EXERCISE DIRECTIONS:
Give back the records below exactly, every one, with no pictures.

MATERIAL PROVIDED:
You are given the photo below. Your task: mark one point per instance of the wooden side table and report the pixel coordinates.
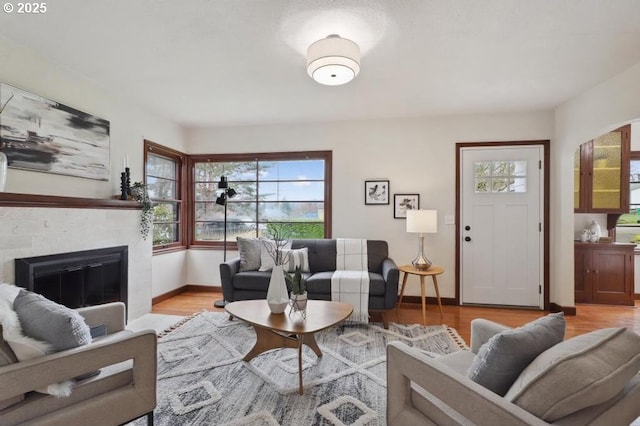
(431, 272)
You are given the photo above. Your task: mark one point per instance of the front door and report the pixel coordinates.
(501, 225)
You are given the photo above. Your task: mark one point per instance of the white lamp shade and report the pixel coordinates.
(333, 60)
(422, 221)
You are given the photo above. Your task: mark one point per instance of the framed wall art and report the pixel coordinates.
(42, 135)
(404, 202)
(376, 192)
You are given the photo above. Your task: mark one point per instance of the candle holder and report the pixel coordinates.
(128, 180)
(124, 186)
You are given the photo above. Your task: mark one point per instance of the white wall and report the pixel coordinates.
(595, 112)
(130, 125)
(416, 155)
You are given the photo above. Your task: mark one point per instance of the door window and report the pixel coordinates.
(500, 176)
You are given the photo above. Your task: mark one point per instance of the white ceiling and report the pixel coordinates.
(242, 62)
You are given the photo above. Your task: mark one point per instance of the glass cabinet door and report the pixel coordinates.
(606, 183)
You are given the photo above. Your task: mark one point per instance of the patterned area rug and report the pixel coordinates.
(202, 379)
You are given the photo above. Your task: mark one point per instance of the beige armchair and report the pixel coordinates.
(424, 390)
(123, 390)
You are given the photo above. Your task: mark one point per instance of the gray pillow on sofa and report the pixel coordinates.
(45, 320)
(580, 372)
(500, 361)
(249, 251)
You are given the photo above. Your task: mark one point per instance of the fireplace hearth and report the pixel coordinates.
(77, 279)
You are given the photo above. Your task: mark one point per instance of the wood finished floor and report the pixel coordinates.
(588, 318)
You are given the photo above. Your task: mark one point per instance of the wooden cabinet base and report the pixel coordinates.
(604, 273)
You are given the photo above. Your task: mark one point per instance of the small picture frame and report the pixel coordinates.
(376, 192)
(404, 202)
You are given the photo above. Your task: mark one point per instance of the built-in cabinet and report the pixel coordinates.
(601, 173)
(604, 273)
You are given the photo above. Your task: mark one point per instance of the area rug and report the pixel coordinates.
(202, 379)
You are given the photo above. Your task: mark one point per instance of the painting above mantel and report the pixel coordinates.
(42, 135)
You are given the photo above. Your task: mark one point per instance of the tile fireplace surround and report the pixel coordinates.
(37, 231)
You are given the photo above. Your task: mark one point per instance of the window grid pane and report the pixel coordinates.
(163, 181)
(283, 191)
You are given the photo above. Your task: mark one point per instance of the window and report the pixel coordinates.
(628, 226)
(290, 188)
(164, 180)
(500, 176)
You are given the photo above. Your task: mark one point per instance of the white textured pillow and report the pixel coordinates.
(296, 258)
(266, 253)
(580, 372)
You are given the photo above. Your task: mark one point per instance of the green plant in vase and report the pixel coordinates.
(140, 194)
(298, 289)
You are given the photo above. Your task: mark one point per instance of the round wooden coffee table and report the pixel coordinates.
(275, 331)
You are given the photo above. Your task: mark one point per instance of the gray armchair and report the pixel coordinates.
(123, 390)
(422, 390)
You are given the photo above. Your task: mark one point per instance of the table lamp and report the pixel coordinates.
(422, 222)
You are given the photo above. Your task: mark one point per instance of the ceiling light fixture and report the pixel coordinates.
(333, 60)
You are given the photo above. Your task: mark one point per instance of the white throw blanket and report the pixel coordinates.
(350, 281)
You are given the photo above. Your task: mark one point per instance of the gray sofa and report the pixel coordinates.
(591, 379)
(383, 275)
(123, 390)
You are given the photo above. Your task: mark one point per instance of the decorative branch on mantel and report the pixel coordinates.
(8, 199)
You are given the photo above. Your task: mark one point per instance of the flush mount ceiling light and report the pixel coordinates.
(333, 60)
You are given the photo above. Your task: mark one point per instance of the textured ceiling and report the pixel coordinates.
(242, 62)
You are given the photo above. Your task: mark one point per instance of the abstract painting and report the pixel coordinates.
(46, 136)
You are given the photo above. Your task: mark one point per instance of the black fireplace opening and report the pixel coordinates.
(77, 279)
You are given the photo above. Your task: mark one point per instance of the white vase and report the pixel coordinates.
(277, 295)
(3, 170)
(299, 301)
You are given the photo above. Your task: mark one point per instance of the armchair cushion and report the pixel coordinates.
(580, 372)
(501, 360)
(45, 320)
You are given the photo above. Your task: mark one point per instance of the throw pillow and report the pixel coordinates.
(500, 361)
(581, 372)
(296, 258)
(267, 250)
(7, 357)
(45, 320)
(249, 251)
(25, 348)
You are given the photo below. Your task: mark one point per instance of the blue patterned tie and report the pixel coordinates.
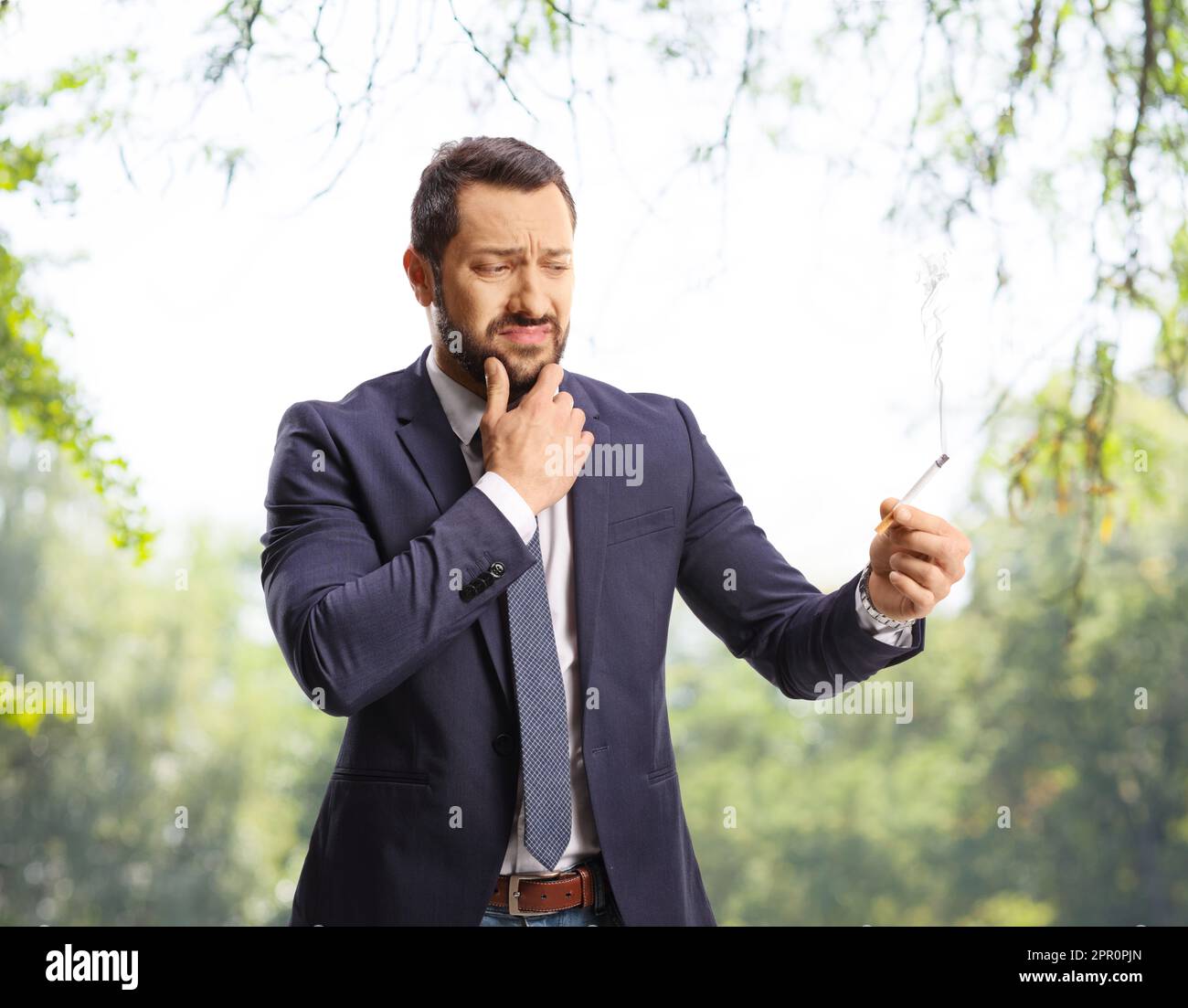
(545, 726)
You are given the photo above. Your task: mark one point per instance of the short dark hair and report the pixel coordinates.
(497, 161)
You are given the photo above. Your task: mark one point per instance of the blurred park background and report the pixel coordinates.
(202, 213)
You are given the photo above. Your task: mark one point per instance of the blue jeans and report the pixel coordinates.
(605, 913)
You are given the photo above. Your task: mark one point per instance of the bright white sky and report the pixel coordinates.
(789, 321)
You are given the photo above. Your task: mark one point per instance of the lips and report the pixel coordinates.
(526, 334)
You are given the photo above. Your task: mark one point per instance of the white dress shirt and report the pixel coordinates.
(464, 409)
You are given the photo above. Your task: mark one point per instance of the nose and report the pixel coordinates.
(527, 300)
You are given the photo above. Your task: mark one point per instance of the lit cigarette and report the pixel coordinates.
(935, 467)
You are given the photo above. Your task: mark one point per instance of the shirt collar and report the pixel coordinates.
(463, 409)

THE SOLUTION:
You are given the photo below. Your task: mark one point per instance of the wooden side table and report the pixel coordinates.
(431, 272)
You are given the photo above. Your task: mark one point per instance of the front door and report the pixel coordinates.
(501, 225)
You are given the photo above. Your task: mark one point per instance of the white lamp shade and report the pixel coordinates.
(333, 60)
(422, 221)
You are given the photo above. Your task: mark one point per instance of the framed wall art and report the pixel coordinates.
(42, 135)
(404, 202)
(376, 192)
You are given the photo above. Your task: mark one point per instance of the candle holder and report the pixel coordinates.
(128, 180)
(124, 186)
You are given the photo above. Your task: mark one point per instance of the white wall and report the pixel coordinates.
(595, 112)
(130, 125)
(416, 155)
You are given the photo above. Your task: mark one point per instance of the door window and report the pixel coordinates.
(500, 176)
You are given the photo above. Your task: mark one point per instance of the white ceiling and report the pixel coordinates.
(242, 62)
You are given the photo above. Your task: mark one point per instance of the glass cabinet door and report the pixel coordinates.
(606, 183)
You are given the photo above. Your task: mark one point per instance of the patterned area rug and report the pixel coordinates.
(202, 379)
You are given the photo above. Your task: mark one point per instance of the beige armchair and report the pixel coordinates.
(424, 390)
(123, 390)
You are given the photo above. Your task: mark one point per instance of the gray pillow on sofa and report the pixel coordinates.
(45, 320)
(580, 372)
(500, 361)
(249, 251)
You are given the photo above. Your task: mark one point per instance of the fireplace hearth and report the pixel coordinates.
(77, 279)
You are given the photo above. Your task: mark one point per instance of the wood finished floor and report the pixel coordinates.
(588, 318)
You are given the photo above. Your task: mark one point per instance of the wooden cabinet base and report the pixel coordinates.
(604, 273)
You are given the photo above. Your task: mark one point per instance of the small picture frame and report the pixel coordinates.
(376, 192)
(404, 202)
You are given the photo above. Your task: mark one point per instance of the built-in cabinet and report the pixel coordinates.
(601, 173)
(604, 273)
You are given the photo above. Your task: mark one point per instance of the area rug and report the pixel coordinates.
(202, 379)
You are given the photo above. Your task: mark one point per instance of the painting above mantel and report the pixel coordinates.
(42, 135)
You are given the photo above. Your task: mark one point per instance of the tile fireplace surround and report the pixel coordinates.
(37, 231)
You are given the photo above. Your task: mark one point per instance of the window grid pane and report the pixel coordinates.
(163, 181)
(283, 191)
You are given the photo above. Your task: mark one point per instance of the window and report the pixel coordinates.
(628, 226)
(290, 188)
(164, 180)
(500, 176)
You are given the photo above. Your task: mark one point per instance of the white textured pillow and report the pixel coordinates.
(296, 258)
(266, 253)
(580, 372)
You are given the photo above. Your task: mark one point per instance of the green plant in vase and report the pixel coordinates.
(140, 194)
(298, 289)
You are given the photo above. Your task: mark one point per instance of the round wooden coffee table and report the pixel coordinates.
(275, 331)
You are given the photo above. Your task: mark one point per instance of the gray armchair and report the pixel coordinates.
(123, 390)
(422, 390)
You are given the photo above. Your task: mark one point per instance of the table lamp and report the pixel coordinates.
(422, 222)
You are given the photo above. Your task: mark one point per instance of the ceiling light fixture and report the pixel coordinates.
(333, 60)
You are given the photo above. Your task: mark one point per instance of the white throw blanket and report the pixel coordinates.
(350, 281)
You are given the photo above. Your task: mark one point per instance of the gray sofa and report the pixel coordinates.
(591, 379)
(383, 275)
(123, 390)
You are given the photo above. Your task: mark one point per instance of the decorative branch on mantel and report the pixel coordinates.
(8, 199)
You are given the photo above. Your task: mark one point per instance of the flush mount ceiling light and report the pixel coordinates.
(333, 60)
You are given the photo above. Your task: mark one point per instance of the textured ceiling and report the pixel coordinates.
(242, 62)
You are given the photo above. Your task: mark one point per instance of the abstract painting and report the pixel coordinates.
(46, 136)
You are given the photo above. Your task: mark one point per instance of the black fireplace opening and report the pixel coordinates.
(77, 279)
You are given the photo above. Your task: mark one point per instance of the white vase and report the pixel coordinates.
(277, 295)
(3, 170)
(299, 301)
You are given the photo above. Your task: mark one point per instance of the armchair cushion and report the pixel coordinates.
(580, 372)
(501, 360)
(45, 320)
You are given the photo above. Your task: mark one point per instance of the throw pillow and report the pixel coordinates.
(500, 361)
(581, 372)
(296, 258)
(267, 250)
(7, 357)
(45, 320)
(249, 251)
(25, 348)
You are given the photo below. Your task: mark one point per instance of the blue patterned tie and report the pixel coordinates.
(545, 726)
You are given the photo above. Your task: mark one point per instance of the short dark hair and report the pixel coordinates.
(497, 161)
You are given the photo above. Your task: mark one point per instance of the blurred park background and report the pixel coordinates.
(202, 213)
You are given the photo above. Your task: mark one point per instance of the blue jeans and report the pixel coordinates.
(605, 913)
You are given the photo above. Your task: mark one point per instance of the bright white sky and report the pixel coordinates.
(789, 321)
You are given the photo above. Your task: mark one point per instance of the lips and report the pixel coordinates.
(526, 334)
You are given the photo above. Your task: mark one point per instance of the white dress shirt and report the pixel coordinates.
(464, 409)
You are given the photo above. Your task: mark one point per instance of the nose and report the pixel coordinates.
(527, 300)
You are given the photo above. Your task: mark one point per instance of the lit cigarette and report the pixel coordinates.
(935, 467)
You are given the photo above. Your task: mark one point per instance of the shirt collar and report the pixel coordinates.
(463, 409)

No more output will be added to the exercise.